THE EXERCISE:
Copy out the records word for word from their start through the line that holds "xmin=0 ymin=160 xmax=400 ymax=252", including that line. Leave the pictures out.

===== DATA PROVIDED

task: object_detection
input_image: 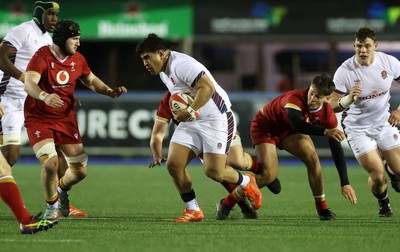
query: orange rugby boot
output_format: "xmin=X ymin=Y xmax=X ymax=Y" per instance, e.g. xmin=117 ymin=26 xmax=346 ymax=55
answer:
xmin=58 ymin=205 xmax=89 ymax=217
xmin=172 ymin=209 xmax=204 ymax=222
xmin=243 ymin=174 xmax=262 ymax=210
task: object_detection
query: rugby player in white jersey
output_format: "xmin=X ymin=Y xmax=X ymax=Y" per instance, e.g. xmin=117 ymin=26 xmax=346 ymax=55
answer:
xmin=329 ymin=27 xmax=400 ymax=217
xmin=136 ymin=34 xmax=262 ymax=222
xmin=0 ymin=1 xmax=88 ymax=217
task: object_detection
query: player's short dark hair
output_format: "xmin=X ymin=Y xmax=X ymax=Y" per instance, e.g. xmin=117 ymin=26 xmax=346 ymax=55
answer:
xmin=136 ymin=33 xmax=168 ymax=56
xmin=311 ymin=74 xmax=335 ymax=96
xmin=354 ymin=27 xmax=376 ymax=42
xmin=53 ymin=19 xmax=81 ymax=55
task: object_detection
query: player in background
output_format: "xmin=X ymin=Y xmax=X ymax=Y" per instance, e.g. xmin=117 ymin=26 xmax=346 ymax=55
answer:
xmin=0 ymin=104 xmax=53 ymax=234
xmin=0 ymin=1 xmax=88 ymax=217
xmin=24 ymin=20 xmax=127 ymax=223
xmin=329 ymin=27 xmax=400 ymax=217
xmin=221 ymin=75 xmax=357 ymax=220
xmin=149 ymin=91 xmax=259 ymax=219
xmin=136 ymin=34 xmax=262 ymax=222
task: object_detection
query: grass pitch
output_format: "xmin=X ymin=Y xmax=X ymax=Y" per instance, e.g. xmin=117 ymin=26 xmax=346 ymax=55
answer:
xmin=0 ymin=160 xmax=400 ymax=252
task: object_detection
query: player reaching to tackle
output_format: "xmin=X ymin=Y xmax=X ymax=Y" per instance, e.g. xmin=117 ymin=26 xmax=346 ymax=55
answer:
xmin=24 ymin=20 xmax=127 ymax=223
xmin=0 ymin=1 xmax=88 ymax=217
xmin=217 ymin=75 xmax=357 ymax=220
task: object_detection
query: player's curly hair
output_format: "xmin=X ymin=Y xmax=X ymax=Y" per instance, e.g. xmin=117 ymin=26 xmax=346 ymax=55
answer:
xmin=354 ymin=26 xmax=376 ymax=42
xmin=136 ymin=33 xmax=168 ymax=56
xmin=311 ymin=74 xmax=335 ymax=96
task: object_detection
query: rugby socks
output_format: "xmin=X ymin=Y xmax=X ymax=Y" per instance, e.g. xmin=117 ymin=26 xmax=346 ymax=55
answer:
xmin=46 ymin=193 xmax=58 ymax=208
xmin=181 ymin=189 xmax=200 ymax=211
xmin=314 ymin=194 xmax=328 ymax=211
xmin=0 ymin=176 xmax=31 ymax=224
xmin=221 ymin=183 xmax=238 ymax=193
xmin=372 ymin=188 xmax=390 ymax=205
xmin=221 ymin=187 xmax=244 ymax=208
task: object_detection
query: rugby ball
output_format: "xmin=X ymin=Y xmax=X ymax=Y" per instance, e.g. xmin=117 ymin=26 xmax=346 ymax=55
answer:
xmin=169 ymin=93 xmax=193 ymax=110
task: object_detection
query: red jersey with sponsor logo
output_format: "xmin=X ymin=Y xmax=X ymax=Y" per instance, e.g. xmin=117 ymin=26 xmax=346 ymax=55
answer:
xmin=24 ymin=46 xmax=91 ymax=120
xmin=263 ymin=88 xmax=338 ymax=139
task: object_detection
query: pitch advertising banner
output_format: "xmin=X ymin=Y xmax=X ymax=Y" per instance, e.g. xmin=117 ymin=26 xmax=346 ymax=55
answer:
xmin=194 ymin=0 xmax=400 ymax=39
xmin=0 ymin=0 xmax=193 ymax=40
xmin=17 ymin=91 xmax=351 ymax=157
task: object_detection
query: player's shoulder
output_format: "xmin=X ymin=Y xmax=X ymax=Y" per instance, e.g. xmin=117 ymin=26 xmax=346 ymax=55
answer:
xmin=7 ymin=20 xmax=36 ymax=34
xmin=375 ymin=52 xmax=399 ymax=62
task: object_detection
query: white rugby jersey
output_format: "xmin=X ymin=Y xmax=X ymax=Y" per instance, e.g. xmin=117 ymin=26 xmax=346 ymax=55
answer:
xmin=159 ymin=51 xmax=231 ymax=120
xmin=0 ymin=20 xmax=53 ymax=98
xmin=333 ymin=52 xmax=400 ymax=130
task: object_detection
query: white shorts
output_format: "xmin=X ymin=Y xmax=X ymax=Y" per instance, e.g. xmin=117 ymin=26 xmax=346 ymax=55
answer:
xmin=345 ymin=123 xmax=400 ymax=158
xmin=171 ymin=112 xmax=236 ymax=155
xmin=1 ymin=96 xmax=25 ymax=145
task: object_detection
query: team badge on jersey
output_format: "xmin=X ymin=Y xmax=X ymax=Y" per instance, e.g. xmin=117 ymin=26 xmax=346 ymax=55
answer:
xmin=70 ymin=62 xmax=76 ymax=72
xmin=381 ymin=70 xmax=387 ymax=79
xmin=56 ymin=70 xmax=69 ymax=85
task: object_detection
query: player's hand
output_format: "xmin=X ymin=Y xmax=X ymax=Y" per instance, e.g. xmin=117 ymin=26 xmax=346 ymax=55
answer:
xmin=43 ymin=93 xmax=64 ymax=108
xmin=389 ymin=109 xmax=400 ymax=127
xmin=324 ymin=129 xmax=345 ymax=142
xmin=108 ymin=86 xmax=128 ymax=98
xmin=342 ymin=185 xmax=357 ymax=205
xmin=349 ymin=83 xmax=362 ymax=102
xmin=149 ymin=157 xmax=167 ymax=168
xmin=171 ymin=109 xmax=191 ymax=122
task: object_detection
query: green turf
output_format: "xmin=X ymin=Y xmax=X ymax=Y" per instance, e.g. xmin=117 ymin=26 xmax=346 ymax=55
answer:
xmin=0 ymin=164 xmax=400 ymax=252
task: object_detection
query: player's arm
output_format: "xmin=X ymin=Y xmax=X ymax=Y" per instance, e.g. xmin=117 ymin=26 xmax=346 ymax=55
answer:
xmin=329 ymin=85 xmax=362 ymax=113
xmin=329 ymin=138 xmax=357 ymax=204
xmin=174 ymin=72 xmax=215 ymax=122
xmin=149 ymin=119 xmax=169 ymax=168
xmin=388 ymin=77 xmax=400 ymax=128
xmin=286 ymin=108 xmax=344 ymax=142
xmin=190 ymin=74 xmax=215 ymax=111
xmin=80 ymin=73 xmax=128 ymax=98
xmin=0 ymin=41 xmax=25 ymax=82
xmin=24 ymin=71 xmax=64 ymax=108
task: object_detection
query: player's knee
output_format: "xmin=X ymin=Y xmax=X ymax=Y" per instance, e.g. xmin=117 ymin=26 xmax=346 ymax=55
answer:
xmin=36 ymin=142 xmax=58 ymax=169
xmin=205 ymin=169 xmax=224 ymax=183
xmin=65 ymin=153 xmax=88 ymax=179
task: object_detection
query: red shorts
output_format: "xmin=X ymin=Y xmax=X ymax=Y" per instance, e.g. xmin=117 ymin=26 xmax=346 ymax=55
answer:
xmin=25 ymin=116 xmax=82 ymax=146
xmin=250 ymin=111 xmax=289 ymax=147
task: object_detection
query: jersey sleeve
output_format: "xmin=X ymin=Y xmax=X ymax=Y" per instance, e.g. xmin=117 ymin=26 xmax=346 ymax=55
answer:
xmin=3 ymin=26 xmax=27 ymax=51
xmin=79 ymin=53 xmax=92 ymax=77
xmin=283 ymin=95 xmax=304 ymax=111
xmin=324 ymin=102 xmax=338 ymax=129
xmin=333 ymin=65 xmax=347 ymax=94
xmin=174 ymin=59 xmax=205 ymax=87
xmin=26 ymin=49 xmax=46 ymax=75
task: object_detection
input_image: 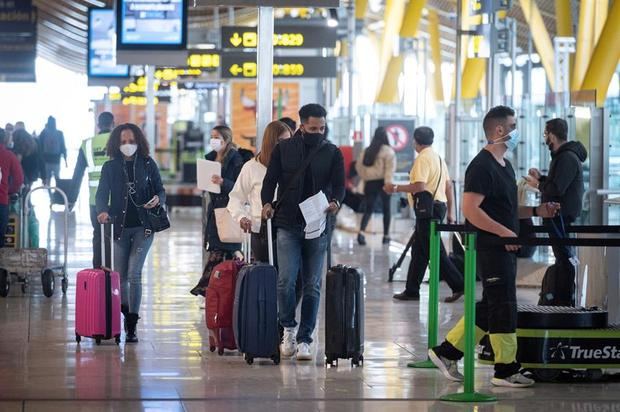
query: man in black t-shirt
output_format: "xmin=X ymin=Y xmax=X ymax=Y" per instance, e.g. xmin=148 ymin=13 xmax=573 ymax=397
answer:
xmin=429 ymin=106 xmax=559 ymax=388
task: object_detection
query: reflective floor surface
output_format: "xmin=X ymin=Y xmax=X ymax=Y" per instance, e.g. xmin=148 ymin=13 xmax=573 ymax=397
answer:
xmin=0 ymin=194 xmax=620 ymax=412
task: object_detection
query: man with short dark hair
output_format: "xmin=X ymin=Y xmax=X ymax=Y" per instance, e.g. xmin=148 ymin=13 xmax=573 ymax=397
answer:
xmin=428 ymin=106 xmax=559 ymax=388
xmin=261 ymin=104 xmax=344 ymax=360
xmin=0 ymin=128 xmax=24 ymax=247
xmin=384 ymin=126 xmax=463 ymax=302
xmin=74 ymin=112 xmax=114 ymax=268
xmin=528 ymin=119 xmax=588 ymax=306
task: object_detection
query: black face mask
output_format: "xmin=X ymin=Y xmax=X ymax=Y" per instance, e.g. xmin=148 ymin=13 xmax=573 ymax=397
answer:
xmin=303 ymin=132 xmax=325 ymax=146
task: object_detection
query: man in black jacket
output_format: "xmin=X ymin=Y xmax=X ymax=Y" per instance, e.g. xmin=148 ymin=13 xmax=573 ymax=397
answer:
xmin=261 ymin=104 xmax=344 ymax=360
xmin=528 ymin=119 xmax=588 ymax=306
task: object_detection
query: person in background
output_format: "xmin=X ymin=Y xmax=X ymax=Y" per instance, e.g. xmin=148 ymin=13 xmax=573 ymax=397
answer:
xmin=39 ymin=116 xmax=67 ymax=185
xmin=428 ymin=106 xmax=559 ymax=388
xmin=190 ymin=126 xmax=243 ymax=296
xmin=279 ymin=117 xmax=297 ymax=133
xmin=227 ymin=121 xmax=293 ymax=262
xmin=95 ymin=123 xmax=166 ymax=343
xmin=527 ymin=119 xmax=588 ymax=306
xmin=0 ymin=128 xmax=24 ymax=247
xmin=385 ymin=126 xmax=464 ymax=303
xmin=355 ymin=127 xmax=396 ymax=245
xmin=261 ymin=104 xmax=344 ymax=360
xmin=72 ymin=112 xmax=114 ymax=268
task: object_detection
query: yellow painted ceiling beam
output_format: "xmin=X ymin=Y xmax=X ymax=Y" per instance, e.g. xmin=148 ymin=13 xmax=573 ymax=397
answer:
xmin=355 ymin=0 xmax=368 ymax=20
xmin=581 ymin=0 xmax=620 ymax=107
xmin=375 ymin=55 xmax=403 ymax=104
xmin=519 ymin=0 xmax=556 ymax=91
xmin=571 ymin=0 xmax=595 ymax=90
xmin=428 ymin=10 xmax=443 ymax=102
xmin=592 ymin=0 xmax=609 ymax=45
xmin=400 ymin=0 xmax=426 ymax=39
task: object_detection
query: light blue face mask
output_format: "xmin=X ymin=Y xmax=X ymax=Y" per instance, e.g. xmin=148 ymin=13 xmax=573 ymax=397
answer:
xmin=493 ymin=129 xmax=521 ymax=151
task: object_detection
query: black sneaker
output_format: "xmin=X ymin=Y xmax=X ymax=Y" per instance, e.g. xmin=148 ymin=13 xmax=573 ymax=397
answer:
xmin=392 ymin=292 xmax=420 ymax=300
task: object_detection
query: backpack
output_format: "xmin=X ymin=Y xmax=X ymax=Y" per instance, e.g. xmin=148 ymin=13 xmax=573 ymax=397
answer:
xmin=43 ymin=131 xmax=62 ymax=156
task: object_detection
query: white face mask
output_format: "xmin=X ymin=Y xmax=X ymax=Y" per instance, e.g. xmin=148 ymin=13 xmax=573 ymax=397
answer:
xmin=209 ymin=139 xmax=222 ymax=152
xmin=120 ymin=144 xmax=138 ymax=157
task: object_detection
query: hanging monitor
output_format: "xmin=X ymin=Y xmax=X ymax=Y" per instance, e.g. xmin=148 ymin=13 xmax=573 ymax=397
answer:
xmin=87 ymin=8 xmax=129 ymax=78
xmin=117 ymin=0 xmax=187 ymax=50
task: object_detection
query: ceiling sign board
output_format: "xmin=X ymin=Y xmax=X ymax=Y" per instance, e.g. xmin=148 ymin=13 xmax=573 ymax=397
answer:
xmin=0 ymin=0 xmax=37 ymax=82
xmin=222 ymin=53 xmax=337 ymax=79
xmin=200 ymin=0 xmax=340 ymax=8
xmin=221 ymin=25 xmax=338 ymax=49
xmin=87 ymin=8 xmax=129 ymax=78
xmin=116 ymin=0 xmax=187 ymax=50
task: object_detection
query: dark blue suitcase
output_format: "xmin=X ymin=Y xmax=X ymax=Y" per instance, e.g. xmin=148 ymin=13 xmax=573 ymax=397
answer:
xmin=325 ymin=265 xmax=364 ymax=366
xmin=233 ymin=222 xmax=280 ymax=365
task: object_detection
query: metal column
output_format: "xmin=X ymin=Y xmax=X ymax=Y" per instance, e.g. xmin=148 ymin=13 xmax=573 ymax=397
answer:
xmin=256 ymin=7 xmax=273 ymax=151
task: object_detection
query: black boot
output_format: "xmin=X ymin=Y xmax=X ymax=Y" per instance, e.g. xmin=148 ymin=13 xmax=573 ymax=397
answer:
xmin=121 ymin=304 xmax=129 ymax=333
xmin=125 ymin=313 xmax=140 ymax=343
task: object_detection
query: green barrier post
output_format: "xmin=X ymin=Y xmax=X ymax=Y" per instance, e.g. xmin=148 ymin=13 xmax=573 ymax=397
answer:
xmin=407 ymin=220 xmax=441 ymax=369
xmin=440 ymin=233 xmax=497 ymax=402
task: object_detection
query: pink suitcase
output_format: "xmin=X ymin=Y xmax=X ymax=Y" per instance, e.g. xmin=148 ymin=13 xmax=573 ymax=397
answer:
xmin=75 ymin=225 xmax=121 ymax=345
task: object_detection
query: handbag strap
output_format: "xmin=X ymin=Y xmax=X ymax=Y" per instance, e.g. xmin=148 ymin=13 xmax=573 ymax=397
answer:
xmin=275 ymin=140 xmax=325 ymax=210
xmin=433 ymin=156 xmax=443 ymax=200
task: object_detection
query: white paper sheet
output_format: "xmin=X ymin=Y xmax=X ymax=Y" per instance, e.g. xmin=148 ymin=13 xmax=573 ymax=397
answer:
xmin=299 ymin=191 xmax=329 ymax=239
xmin=196 ymin=159 xmax=222 ymax=193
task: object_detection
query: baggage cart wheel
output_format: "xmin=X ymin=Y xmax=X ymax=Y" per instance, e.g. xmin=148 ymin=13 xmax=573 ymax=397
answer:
xmin=0 ymin=269 xmax=11 ymax=298
xmin=41 ymin=269 xmax=56 ymax=298
xmin=532 ymin=369 xmax=562 ymax=382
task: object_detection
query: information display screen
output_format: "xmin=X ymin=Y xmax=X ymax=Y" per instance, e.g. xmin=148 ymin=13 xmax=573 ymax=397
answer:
xmin=88 ymin=9 xmax=129 ymax=77
xmin=117 ymin=0 xmax=187 ymax=50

==========

IN RESPONSE:
task: object_detection
input_image: 
query: orange rugby boot
output_format: "xmin=X ymin=Y xmax=X ymax=Y" per instance, e.g. xmin=117 ymin=26 xmax=346 ymax=55
answer:
xmin=58 ymin=205 xmax=89 ymax=217
xmin=172 ymin=209 xmax=204 ymax=222
xmin=243 ymin=174 xmax=262 ymax=210
task: object_detection
query: rugby player in white jersey
output_format: "xmin=X ymin=Y xmax=X ymax=Y" per instance, e.g. xmin=117 ymin=26 xmax=346 ymax=55
answer:
xmin=329 ymin=27 xmax=400 ymax=217
xmin=136 ymin=34 xmax=262 ymax=222
xmin=0 ymin=1 xmax=88 ymax=217
task: object_detection
query: player's short dark hair
output_format: "xmin=X ymin=Y xmax=X ymax=Y" per instance, e.g. xmin=117 ymin=26 xmax=346 ymax=55
answer:
xmin=136 ymin=33 xmax=168 ymax=56
xmin=311 ymin=74 xmax=335 ymax=96
xmin=354 ymin=27 xmax=376 ymax=42
xmin=53 ymin=19 xmax=81 ymax=55
task: object_detection
query: player in background
output_format: "xmin=X ymin=Y xmax=X ymax=Y" per instance, e.g. xmin=117 ymin=26 xmax=346 ymax=55
answer:
xmin=0 ymin=104 xmax=53 ymax=234
xmin=0 ymin=1 xmax=88 ymax=217
xmin=24 ymin=20 xmax=127 ymax=223
xmin=329 ymin=27 xmax=400 ymax=217
xmin=221 ymin=75 xmax=357 ymax=220
xmin=149 ymin=91 xmax=259 ymax=219
xmin=136 ymin=34 xmax=262 ymax=222
task: object_detection
query: grass pitch
output_format: "xmin=X ymin=Y xmax=X ymax=Y" per instance, e.g. xmin=117 ymin=26 xmax=346 ymax=55
answer:
xmin=0 ymin=160 xmax=400 ymax=252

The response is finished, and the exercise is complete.